----- AVAILABLE RECORDS

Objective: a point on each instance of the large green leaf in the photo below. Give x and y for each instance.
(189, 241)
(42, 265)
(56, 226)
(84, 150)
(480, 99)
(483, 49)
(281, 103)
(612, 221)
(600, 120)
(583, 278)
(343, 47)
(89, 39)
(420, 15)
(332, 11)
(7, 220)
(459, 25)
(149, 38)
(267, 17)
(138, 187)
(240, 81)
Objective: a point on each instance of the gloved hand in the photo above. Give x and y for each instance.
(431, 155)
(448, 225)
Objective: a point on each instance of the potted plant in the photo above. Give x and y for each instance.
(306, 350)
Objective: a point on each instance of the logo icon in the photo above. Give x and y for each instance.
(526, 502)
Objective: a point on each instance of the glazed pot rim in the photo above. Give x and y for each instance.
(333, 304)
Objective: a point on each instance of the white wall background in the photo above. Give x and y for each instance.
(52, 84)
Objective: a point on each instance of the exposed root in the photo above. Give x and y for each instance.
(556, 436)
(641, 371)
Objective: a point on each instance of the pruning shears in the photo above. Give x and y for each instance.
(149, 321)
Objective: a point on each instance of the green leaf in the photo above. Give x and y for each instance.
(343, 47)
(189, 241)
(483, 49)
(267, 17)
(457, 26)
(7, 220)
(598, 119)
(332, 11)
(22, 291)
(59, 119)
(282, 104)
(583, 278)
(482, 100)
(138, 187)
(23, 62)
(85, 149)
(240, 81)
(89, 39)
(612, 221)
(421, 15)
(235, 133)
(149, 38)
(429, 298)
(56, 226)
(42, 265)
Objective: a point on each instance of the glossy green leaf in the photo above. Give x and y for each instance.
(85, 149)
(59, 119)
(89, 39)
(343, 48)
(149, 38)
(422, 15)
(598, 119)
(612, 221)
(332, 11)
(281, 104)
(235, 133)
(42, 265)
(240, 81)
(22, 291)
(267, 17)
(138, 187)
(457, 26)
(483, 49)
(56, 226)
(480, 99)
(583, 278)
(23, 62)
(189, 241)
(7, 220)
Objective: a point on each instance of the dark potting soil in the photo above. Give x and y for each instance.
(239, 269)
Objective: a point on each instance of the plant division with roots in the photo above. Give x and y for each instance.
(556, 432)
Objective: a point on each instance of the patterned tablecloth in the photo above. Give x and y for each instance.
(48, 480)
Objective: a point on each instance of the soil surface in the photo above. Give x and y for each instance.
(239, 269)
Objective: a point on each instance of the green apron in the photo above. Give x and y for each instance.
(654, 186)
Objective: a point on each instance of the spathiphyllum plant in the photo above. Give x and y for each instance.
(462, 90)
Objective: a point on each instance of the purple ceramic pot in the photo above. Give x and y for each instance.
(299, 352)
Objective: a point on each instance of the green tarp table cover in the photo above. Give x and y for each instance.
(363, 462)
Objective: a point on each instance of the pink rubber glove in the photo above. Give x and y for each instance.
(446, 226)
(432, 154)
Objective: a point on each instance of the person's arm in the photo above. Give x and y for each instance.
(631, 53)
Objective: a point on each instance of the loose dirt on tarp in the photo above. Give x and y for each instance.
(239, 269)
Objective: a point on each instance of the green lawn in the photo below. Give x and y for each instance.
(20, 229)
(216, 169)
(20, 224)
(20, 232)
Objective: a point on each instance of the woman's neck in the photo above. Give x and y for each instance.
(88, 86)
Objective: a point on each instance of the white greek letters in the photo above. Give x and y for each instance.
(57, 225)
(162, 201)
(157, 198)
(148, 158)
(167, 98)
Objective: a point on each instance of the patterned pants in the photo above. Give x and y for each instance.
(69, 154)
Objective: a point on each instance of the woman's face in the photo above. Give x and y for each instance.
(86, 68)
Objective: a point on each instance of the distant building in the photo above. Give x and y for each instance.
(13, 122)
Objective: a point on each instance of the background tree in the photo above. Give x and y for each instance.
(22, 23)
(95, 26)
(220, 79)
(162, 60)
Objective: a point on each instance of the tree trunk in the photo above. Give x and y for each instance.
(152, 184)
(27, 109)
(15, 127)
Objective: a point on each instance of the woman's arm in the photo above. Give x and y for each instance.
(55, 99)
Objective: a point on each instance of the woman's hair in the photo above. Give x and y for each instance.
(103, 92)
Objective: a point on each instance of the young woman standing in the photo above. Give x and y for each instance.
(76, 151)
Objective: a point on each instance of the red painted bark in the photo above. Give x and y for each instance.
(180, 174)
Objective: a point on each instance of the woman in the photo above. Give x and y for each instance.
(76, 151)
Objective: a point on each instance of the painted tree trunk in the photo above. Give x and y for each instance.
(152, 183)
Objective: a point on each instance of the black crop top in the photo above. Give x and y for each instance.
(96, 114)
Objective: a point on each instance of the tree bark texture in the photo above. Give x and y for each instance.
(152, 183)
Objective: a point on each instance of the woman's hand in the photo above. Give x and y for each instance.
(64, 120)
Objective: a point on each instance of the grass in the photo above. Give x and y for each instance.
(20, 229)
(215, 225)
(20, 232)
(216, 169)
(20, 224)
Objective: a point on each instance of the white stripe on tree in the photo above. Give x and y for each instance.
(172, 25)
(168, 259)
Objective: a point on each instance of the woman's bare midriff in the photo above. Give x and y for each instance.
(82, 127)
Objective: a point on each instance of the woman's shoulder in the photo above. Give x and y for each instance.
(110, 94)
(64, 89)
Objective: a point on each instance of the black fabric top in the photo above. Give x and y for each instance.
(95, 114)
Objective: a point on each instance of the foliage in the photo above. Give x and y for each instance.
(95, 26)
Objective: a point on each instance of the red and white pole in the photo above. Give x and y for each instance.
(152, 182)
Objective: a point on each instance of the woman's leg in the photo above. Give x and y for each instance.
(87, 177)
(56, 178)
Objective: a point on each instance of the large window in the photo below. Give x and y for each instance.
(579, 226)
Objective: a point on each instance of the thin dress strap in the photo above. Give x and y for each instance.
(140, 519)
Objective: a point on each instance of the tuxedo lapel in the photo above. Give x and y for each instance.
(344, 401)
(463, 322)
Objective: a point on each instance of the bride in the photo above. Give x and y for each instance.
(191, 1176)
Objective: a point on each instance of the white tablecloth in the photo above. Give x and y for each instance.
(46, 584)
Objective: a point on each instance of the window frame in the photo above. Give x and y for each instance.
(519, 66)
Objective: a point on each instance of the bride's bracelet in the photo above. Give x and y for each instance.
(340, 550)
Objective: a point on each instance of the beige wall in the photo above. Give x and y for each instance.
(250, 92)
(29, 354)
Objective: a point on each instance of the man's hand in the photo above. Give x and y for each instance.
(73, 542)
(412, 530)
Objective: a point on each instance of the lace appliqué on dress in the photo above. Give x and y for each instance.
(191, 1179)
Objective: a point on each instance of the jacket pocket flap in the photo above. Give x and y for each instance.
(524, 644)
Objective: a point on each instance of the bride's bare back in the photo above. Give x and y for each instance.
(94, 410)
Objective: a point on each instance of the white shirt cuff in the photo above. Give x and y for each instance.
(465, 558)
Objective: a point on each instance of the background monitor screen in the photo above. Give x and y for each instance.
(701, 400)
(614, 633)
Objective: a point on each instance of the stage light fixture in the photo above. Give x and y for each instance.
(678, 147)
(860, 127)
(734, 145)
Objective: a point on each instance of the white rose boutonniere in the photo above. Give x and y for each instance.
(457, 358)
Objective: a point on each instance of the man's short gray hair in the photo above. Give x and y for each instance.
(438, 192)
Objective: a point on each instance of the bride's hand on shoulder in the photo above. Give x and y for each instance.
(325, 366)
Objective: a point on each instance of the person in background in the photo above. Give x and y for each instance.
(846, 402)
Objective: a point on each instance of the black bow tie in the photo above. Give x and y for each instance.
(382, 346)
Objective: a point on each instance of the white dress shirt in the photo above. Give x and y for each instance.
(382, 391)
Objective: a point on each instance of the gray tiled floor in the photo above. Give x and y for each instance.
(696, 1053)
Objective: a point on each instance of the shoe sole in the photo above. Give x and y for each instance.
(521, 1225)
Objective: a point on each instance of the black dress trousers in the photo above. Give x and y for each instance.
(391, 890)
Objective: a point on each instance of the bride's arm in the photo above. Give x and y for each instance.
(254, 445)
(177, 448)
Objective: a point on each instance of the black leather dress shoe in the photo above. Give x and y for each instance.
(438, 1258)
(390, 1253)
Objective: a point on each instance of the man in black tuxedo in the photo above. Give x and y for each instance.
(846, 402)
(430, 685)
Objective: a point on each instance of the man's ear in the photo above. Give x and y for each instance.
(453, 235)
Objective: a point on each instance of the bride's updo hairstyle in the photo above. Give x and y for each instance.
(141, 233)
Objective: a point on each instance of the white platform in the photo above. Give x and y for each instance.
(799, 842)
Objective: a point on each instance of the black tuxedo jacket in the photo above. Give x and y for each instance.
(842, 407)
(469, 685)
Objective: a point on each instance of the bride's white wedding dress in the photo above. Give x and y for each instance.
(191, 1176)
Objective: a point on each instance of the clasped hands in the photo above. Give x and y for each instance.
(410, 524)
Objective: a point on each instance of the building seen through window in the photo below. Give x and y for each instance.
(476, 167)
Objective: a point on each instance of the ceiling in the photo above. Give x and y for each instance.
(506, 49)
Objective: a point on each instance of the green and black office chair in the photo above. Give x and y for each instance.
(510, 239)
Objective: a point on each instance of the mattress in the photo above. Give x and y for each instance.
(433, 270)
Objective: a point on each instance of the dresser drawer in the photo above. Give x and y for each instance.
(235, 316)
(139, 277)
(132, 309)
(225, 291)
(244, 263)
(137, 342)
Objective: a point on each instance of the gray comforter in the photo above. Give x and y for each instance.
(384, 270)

----------

PROBLEM TO SOLVE :: Write out the lines from the one containing "Objective: a point on each instance of the gray comforter" through the last line of the records above. Include both of those lines and nothing else.

RESULT ::
Objective: a point on each instance of the gray comforter in the photo above. Give x and y for each instance.
(384, 270)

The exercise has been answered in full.